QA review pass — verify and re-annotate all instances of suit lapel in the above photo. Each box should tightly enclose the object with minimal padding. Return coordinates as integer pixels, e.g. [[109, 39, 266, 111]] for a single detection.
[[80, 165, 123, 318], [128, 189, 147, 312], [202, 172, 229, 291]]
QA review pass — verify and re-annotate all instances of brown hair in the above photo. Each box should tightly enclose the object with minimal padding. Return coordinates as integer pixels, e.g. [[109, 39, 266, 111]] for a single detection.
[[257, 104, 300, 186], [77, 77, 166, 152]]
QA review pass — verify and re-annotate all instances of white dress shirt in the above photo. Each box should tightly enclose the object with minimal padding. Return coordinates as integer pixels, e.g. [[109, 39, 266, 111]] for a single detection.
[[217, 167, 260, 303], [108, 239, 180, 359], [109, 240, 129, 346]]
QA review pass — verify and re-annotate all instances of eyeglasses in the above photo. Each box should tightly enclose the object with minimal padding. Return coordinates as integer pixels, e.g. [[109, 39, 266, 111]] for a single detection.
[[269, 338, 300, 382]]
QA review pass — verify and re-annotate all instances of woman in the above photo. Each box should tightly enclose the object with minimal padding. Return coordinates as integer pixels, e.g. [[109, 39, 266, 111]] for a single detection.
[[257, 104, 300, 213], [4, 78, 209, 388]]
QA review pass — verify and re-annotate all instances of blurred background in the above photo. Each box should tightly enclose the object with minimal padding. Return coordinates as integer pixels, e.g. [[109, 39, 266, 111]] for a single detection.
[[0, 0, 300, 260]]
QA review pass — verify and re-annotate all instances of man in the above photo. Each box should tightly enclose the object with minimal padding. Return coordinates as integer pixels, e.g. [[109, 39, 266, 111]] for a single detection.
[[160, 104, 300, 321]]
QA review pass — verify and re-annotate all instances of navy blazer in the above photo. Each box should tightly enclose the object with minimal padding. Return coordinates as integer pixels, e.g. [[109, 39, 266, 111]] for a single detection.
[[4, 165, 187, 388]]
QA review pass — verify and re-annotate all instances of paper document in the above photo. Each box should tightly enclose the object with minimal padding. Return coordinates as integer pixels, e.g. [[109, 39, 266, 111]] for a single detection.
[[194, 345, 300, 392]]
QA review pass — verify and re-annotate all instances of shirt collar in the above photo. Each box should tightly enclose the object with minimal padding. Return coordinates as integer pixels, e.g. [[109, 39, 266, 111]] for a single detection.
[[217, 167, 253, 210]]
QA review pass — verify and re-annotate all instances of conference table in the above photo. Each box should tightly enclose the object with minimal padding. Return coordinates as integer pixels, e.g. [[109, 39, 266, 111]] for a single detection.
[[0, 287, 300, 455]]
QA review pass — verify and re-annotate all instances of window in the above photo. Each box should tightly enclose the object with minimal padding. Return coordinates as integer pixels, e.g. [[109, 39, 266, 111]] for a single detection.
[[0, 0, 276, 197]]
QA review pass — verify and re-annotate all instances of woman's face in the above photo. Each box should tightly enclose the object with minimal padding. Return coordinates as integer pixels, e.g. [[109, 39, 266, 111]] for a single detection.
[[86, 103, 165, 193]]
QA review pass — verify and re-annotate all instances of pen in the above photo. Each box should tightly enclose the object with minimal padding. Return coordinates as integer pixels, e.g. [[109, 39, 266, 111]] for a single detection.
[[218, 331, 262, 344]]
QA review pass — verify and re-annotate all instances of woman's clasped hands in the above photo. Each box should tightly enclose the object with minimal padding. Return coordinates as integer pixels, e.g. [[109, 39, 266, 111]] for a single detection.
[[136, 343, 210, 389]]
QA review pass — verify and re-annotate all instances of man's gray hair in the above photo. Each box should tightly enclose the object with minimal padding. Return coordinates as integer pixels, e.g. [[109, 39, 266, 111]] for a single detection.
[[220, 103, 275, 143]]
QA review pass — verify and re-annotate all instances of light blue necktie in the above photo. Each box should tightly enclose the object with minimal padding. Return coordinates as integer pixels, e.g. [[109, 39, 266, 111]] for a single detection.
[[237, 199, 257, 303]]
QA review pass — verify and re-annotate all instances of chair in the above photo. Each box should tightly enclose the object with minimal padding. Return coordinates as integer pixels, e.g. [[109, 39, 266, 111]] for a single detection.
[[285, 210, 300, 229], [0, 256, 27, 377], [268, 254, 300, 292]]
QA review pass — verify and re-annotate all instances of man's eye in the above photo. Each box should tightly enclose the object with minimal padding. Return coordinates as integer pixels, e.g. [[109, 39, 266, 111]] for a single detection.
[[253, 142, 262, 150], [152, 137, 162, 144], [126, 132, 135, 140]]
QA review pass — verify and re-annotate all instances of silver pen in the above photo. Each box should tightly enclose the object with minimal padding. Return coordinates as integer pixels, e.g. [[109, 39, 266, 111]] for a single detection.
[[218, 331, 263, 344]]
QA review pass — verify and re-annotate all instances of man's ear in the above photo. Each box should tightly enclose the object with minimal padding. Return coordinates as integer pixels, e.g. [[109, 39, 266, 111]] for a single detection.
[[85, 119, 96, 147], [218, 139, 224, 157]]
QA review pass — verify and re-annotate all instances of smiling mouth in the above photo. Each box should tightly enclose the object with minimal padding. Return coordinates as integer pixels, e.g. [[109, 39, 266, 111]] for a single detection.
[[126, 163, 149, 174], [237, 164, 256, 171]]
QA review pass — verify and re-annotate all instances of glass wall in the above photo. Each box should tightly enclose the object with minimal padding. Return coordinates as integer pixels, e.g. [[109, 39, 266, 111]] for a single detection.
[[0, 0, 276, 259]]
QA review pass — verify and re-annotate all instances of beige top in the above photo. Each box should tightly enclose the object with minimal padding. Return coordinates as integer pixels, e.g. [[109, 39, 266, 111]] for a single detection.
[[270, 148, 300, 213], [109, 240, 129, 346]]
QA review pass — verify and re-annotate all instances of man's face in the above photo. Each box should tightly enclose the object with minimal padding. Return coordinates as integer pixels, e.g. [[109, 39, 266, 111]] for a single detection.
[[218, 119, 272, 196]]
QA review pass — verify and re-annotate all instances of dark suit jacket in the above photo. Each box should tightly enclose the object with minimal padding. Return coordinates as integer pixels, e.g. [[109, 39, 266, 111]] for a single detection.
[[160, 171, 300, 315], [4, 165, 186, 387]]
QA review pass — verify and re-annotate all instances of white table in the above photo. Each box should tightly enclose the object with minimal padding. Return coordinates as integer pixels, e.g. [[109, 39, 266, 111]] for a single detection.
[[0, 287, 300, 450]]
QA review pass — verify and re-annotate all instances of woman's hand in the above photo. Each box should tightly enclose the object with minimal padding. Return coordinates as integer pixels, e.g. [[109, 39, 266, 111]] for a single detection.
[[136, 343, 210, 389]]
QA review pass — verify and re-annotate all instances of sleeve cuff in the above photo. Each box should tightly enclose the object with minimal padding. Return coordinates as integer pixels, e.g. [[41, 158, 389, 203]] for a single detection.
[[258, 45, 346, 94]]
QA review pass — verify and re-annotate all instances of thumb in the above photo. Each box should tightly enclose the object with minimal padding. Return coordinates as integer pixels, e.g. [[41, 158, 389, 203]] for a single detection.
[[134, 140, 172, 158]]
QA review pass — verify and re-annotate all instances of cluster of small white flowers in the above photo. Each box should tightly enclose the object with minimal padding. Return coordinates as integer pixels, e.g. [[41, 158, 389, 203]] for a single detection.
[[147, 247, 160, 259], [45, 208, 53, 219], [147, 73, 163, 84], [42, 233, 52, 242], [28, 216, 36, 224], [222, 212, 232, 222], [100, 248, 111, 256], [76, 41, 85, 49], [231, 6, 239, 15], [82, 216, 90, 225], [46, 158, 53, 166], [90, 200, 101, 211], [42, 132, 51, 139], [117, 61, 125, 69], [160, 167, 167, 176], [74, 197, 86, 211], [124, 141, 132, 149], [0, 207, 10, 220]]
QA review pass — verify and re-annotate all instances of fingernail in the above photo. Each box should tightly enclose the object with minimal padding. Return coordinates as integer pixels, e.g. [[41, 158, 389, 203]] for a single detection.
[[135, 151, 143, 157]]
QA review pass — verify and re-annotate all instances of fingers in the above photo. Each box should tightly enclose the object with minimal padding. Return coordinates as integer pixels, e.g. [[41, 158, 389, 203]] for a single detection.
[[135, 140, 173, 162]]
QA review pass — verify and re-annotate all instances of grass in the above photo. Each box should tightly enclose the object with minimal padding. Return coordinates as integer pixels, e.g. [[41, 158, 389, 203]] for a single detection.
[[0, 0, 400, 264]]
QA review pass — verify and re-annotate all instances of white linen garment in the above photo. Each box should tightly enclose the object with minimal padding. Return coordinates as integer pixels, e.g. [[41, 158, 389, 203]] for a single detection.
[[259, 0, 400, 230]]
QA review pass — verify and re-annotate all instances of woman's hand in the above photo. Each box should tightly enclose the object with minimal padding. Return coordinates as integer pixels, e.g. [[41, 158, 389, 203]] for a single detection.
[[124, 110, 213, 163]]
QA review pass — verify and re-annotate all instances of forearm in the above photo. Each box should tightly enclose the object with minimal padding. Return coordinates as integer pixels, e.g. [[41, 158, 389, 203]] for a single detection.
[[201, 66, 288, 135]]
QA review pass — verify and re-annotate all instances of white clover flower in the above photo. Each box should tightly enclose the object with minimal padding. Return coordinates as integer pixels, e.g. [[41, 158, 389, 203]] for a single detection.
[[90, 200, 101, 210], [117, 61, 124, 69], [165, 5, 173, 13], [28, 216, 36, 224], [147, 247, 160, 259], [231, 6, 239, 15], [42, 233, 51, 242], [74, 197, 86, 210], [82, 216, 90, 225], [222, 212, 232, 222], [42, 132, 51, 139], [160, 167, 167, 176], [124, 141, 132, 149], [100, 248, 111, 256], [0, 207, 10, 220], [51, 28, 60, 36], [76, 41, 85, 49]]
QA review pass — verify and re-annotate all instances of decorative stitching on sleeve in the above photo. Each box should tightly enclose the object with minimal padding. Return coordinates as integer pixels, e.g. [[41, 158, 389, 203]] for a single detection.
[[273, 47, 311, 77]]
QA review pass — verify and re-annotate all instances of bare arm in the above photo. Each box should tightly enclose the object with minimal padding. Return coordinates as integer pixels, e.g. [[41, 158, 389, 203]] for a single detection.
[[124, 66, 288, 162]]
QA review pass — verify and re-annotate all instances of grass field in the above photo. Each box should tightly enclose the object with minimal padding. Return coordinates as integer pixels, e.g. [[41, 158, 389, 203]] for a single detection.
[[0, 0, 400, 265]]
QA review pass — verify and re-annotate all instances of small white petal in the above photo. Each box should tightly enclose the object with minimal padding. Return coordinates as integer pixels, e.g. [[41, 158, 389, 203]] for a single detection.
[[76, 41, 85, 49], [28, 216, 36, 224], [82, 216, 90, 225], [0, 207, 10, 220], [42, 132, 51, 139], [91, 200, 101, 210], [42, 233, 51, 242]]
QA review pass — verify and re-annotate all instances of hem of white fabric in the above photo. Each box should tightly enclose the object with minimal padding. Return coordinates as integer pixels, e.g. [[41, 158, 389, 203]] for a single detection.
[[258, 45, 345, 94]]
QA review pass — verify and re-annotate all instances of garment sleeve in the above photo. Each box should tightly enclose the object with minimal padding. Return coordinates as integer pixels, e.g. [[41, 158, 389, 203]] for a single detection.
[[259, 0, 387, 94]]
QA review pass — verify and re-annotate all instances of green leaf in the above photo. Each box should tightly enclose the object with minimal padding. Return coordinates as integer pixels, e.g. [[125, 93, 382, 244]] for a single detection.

-*-*-

» **Work instructions**
Take the records from the line containing "instances of conference" down to the line containing "[[0, 0, 276, 197]]", and reproduce those lines with "window" swapped for "skylight" and nothing else changed.

» **Written response**
QA review pass — verify and re-annotate all instances of conference table in the above photo. Each box should tightly enclose the object with minimal padding. Return coordinates as integer pixels, e.g. [[109, 39, 266, 111]] for a single detection.
[[0, 287, 300, 455]]
QA review pass — verify and re-annotate all instances of skylight in the above photo. Each box should tightly enclose the object with minimal padding. Return coordinates as integer pixels, e.g. [[109, 39, 266, 111]] for a single detection.
[[0, 0, 276, 197]]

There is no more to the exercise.